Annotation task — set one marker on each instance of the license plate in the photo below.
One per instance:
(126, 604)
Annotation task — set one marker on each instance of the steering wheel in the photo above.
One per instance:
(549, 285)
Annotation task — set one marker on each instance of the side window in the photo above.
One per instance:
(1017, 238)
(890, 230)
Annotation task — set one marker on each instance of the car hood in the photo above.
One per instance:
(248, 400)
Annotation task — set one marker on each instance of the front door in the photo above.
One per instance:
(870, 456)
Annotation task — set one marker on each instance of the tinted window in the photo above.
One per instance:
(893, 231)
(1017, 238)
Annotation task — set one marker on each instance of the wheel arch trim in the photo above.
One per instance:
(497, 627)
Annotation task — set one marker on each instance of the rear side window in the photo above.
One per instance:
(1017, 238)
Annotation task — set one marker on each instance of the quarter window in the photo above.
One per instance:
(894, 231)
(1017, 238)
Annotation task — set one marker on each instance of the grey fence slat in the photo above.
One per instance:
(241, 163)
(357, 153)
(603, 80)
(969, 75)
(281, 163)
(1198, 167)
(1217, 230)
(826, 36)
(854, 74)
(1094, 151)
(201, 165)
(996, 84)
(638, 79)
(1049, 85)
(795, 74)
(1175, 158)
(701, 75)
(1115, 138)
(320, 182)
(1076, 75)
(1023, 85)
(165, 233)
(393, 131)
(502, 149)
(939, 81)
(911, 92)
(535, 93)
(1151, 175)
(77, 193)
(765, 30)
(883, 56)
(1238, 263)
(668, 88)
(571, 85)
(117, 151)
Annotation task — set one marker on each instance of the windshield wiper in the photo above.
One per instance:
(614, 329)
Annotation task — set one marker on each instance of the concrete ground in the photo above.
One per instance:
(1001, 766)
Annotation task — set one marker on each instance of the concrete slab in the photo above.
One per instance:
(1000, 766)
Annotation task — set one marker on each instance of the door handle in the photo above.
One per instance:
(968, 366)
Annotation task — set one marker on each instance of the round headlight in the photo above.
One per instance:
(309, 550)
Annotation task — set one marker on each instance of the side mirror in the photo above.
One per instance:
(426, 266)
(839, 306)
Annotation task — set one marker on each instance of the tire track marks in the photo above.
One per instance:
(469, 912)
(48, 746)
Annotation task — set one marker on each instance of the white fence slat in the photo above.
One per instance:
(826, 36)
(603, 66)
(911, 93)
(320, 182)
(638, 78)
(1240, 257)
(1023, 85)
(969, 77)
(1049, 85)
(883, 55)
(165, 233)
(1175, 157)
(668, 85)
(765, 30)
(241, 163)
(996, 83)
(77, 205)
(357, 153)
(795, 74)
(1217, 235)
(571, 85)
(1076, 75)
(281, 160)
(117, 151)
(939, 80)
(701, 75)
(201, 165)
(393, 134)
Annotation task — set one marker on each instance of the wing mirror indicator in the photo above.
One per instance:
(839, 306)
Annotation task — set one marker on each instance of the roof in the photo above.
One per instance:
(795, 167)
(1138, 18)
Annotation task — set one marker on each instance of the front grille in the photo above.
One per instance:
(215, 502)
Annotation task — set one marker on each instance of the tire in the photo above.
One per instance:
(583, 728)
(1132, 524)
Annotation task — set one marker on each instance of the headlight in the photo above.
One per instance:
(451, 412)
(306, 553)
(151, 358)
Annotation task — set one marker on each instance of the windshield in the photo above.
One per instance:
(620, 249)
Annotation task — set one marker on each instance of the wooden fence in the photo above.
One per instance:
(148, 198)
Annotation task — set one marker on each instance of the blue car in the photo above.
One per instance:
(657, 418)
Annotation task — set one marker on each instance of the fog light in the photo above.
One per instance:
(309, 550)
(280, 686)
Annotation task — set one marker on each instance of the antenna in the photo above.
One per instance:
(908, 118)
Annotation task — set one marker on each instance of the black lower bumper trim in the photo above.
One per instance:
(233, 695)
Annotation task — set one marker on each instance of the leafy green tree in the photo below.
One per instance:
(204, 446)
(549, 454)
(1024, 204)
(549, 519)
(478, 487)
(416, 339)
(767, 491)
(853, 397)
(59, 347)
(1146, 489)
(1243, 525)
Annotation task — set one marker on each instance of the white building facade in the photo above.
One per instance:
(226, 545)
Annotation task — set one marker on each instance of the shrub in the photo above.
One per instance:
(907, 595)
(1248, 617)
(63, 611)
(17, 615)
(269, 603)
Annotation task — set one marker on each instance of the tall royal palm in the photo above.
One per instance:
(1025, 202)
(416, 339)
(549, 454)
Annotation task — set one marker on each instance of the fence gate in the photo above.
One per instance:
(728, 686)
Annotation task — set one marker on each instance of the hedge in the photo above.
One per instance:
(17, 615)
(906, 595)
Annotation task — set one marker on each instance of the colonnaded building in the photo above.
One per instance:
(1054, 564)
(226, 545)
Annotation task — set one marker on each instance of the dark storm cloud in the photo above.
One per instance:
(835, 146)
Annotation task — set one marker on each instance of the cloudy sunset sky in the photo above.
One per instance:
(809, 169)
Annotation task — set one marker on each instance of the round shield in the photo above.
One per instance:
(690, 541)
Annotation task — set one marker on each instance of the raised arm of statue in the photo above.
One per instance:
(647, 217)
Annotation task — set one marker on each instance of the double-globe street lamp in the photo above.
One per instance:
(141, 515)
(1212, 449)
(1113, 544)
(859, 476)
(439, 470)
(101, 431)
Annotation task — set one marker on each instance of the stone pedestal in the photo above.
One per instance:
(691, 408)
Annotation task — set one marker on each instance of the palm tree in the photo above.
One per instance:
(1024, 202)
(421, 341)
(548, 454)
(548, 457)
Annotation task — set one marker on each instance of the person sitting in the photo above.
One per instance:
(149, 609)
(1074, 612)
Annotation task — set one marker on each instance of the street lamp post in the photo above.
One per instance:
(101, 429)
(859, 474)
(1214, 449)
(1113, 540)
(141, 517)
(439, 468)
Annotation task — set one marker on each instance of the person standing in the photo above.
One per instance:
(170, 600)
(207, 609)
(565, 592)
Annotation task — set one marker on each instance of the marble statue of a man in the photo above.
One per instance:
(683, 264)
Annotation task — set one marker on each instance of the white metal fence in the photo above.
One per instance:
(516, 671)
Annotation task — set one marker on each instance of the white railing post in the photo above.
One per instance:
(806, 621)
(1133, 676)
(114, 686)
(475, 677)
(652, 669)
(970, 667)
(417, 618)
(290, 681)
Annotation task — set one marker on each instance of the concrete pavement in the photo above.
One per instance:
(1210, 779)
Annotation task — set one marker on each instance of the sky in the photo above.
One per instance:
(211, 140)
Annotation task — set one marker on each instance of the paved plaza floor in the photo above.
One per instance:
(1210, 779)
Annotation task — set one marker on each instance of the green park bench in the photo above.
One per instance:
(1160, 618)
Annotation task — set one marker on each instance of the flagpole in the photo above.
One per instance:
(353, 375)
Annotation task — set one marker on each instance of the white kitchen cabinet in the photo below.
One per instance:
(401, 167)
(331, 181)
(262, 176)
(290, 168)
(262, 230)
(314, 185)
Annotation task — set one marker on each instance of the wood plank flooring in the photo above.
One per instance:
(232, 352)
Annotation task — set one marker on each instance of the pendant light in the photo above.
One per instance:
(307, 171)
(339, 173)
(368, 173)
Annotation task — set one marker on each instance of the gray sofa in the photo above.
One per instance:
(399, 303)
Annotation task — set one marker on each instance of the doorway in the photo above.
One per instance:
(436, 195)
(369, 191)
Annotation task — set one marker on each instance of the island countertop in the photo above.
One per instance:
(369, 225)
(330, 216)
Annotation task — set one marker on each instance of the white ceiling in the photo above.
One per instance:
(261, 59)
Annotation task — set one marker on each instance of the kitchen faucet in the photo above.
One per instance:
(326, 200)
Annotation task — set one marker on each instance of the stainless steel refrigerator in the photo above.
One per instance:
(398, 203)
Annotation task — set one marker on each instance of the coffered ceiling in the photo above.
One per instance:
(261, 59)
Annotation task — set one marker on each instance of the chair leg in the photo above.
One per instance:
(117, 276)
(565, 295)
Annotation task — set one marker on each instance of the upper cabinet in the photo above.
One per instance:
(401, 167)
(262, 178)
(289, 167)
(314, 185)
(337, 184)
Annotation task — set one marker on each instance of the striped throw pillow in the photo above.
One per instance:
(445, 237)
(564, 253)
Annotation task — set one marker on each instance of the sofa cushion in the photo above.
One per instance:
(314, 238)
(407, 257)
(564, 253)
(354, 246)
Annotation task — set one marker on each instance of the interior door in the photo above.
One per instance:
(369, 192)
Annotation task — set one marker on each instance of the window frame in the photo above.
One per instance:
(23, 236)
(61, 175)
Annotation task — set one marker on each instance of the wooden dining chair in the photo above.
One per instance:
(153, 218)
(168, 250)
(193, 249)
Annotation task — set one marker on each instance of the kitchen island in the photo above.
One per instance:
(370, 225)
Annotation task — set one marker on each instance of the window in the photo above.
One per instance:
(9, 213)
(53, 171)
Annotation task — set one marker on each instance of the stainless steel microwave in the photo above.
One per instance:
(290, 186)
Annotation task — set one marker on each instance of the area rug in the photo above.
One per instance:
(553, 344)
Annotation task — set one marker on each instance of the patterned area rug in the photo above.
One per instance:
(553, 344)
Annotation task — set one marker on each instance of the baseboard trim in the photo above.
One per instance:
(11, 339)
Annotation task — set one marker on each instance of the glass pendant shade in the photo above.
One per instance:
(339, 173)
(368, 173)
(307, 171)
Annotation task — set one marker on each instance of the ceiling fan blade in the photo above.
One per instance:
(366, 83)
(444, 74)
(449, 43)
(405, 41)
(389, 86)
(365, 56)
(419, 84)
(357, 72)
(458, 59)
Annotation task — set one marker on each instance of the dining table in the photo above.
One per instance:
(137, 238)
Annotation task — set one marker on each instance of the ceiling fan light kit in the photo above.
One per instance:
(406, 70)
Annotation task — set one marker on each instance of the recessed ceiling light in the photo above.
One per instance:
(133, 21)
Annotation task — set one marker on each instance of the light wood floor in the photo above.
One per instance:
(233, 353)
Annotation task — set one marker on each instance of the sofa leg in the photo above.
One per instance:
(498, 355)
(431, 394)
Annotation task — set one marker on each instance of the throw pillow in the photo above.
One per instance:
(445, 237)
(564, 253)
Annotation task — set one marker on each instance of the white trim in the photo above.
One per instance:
+---+
- **Exercise aim**
What lines in the entries contain "post"? Report each one by copying it.

- **Exercise solution**
Annotation task — set one marker on each instance of the street lamp post in the photo above.
Annotation task — set one marker on each instance of the white railing post in the photo above.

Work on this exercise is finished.